AIM OF THE EXERCISE -
All the data below should be printed again without a single difference.

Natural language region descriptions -
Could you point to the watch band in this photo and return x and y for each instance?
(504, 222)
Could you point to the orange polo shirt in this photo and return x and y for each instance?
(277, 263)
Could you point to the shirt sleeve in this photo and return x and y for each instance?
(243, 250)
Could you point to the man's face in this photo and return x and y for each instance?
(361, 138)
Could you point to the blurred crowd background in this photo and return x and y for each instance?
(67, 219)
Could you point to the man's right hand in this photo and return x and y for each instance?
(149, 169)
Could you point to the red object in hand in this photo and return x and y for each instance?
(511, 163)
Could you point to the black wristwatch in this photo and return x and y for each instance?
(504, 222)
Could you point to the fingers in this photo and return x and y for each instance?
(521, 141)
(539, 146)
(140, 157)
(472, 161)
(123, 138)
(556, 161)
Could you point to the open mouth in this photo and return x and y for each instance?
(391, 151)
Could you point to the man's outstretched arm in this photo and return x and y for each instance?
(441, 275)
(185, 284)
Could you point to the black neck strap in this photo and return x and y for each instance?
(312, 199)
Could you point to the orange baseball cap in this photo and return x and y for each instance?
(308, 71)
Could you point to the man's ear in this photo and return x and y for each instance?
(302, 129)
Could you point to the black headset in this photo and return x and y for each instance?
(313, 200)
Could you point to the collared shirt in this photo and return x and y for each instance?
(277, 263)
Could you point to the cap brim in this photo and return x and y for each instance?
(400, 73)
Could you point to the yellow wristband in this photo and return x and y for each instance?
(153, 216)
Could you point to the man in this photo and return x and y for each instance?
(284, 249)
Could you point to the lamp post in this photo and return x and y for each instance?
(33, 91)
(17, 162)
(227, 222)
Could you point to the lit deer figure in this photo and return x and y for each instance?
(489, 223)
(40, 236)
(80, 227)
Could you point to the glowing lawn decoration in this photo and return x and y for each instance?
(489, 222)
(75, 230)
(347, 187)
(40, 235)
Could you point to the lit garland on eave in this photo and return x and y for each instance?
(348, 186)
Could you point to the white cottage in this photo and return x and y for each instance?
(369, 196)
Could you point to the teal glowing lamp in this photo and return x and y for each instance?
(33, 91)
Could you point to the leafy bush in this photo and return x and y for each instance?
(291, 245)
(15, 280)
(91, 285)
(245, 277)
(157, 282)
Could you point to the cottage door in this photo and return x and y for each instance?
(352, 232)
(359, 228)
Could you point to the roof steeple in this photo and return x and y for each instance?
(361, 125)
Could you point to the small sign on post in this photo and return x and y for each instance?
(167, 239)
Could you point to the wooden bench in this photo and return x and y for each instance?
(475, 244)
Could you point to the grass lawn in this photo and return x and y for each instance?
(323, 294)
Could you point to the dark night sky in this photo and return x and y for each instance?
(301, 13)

RESPONSE TO THIS EXERCISE -
Could you point to the watch band in this photo and return x and y for each instance?
(504, 222)
Could you point to the orange polo shirt in this photo and return x and y for each instance?
(277, 263)
Could you point to the shirt sleeve in this photo and return x and y for each instance?
(243, 250)
Could you point to the man's face in this photo and return x and y for each instance?
(361, 138)
Could you point to the blurred crowd background in this photo and return x and y for each instance?
(67, 219)
Could you point to the man's right hand in this photo and return x and y for each instance?
(149, 169)
Could you point to the red object in hand in this photo and return x and y for each instance?
(511, 163)
Could you point to the black wristwatch in this photo and return x and y for each instance?
(504, 222)
Could you point to the fingers in this photo and return x and y for each instance?
(521, 141)
(539, 146)
(140, 157)
(472, 161)
(123, 138)
(556, 161)
Could you point to the open mouth in this photo and return x and y for each instance?
(391, 151)
Could you point to the man's outstretched arm in this photo and return x and y for each instance?
(441, 275)
(185, 284)
Could you point to the black neck strap in this photo and return x and y for each instance?
(312, 199)
Could you point to the orange baseball cap in this photo and return x and y for each instance?
(308, 71)
Could you point to the man's ear in this photo and return x and y for each instance?
(302, 129)
Could you point to the black headset in this photo and return x and y for each instance?
(313, 200)
Could you point to the collared shirt in this photo and return x and y for each instance?
(277, 263)
Could you point to the cap brim in this photo and return x and y for each instance?
(400, 73)
Could you point to the yellow wristband in this photo and return x and y for each instance?
(153, 216)
Could you point to the man in this photo and return x and y for each instance?
(284, 249)
Could you point to the lamp post in this photo and return x and y for each instance?
(33, 91)
(17, 162)
(227, 222)
Could you point to the lit deer figure in this photo and return x and y for each instance?
(489, 223)
(40, 236)
(80, 227)
Could you point to the glowing lawn decoration in this photo and return x and y for each instance?
(489, 222)
(75, 230)
(347, 187)
(40, 235)
Could you point to the lit garland on eave in this photo and return x and y for each instance?
(348, 186)
Could you point to the white cottage in this photo and return x and y for each instance?
(369, 196)
Could you point to the teal glowing lamp in this photo and return x and y for each instance?
(33, 91)
Could you point to the leafy bush in this photo and return x and y for each instance?
(291, 245)
(15, 280)
(91, 285)
(245, 277)
(157, 282)
Could you point to the cottage door in this photo and return x and y for each instance?
(352, 232)
(359, 228)
Could you point to the roof steeple in this photo and return x and y for each instance?
(361, 125)
Could you point to the small sign on post in this photo and return x and y for each instance?
(167, 239)
Could you point to the wooden bench in this photo and return x and y for each instance?
(475, 244)
Could you point to the grass lawn in this photo and return x and y for each instance?
(323, 294)
Could you point to the dark night sky in this photo and return x and y for each instance?
(301, 13)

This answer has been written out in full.